Extracted records
┌──
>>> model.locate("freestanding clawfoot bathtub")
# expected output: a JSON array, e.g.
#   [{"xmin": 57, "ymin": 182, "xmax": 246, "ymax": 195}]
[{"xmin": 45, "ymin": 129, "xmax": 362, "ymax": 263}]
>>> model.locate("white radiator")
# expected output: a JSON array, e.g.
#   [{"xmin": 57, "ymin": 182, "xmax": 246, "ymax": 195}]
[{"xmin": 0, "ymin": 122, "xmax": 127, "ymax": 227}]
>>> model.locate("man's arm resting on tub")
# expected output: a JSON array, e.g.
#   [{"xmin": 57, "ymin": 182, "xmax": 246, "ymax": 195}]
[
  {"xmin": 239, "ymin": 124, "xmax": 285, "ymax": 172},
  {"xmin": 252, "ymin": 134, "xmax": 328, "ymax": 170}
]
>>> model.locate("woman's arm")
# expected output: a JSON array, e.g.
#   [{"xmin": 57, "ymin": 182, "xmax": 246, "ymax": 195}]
└──
Instruction - Repeat the line that contains "arm resting on", then every line after it until the records end, with nothing added.

Answer for this exercise -
>>> model.locate("man's arm resting on tub")
# expected output: a JSON array, e.g.
#   [{"xmin": 57, "ymin": 182, "xmax": 246, "ymax": 195}]
[
  {"xmin": 239, "ymin": 124, "xmax": 285, "ymax": 172},
  {"xmin": 252, "ymin": 134, "xmax": 328, "ymax": 170}
]
>>> model.locate("woman's arm")
# expected output: a JSON array, e.g.
#   [{"xmin": 57, "ymin": 182, "xmax": 246, "ymax": 195}]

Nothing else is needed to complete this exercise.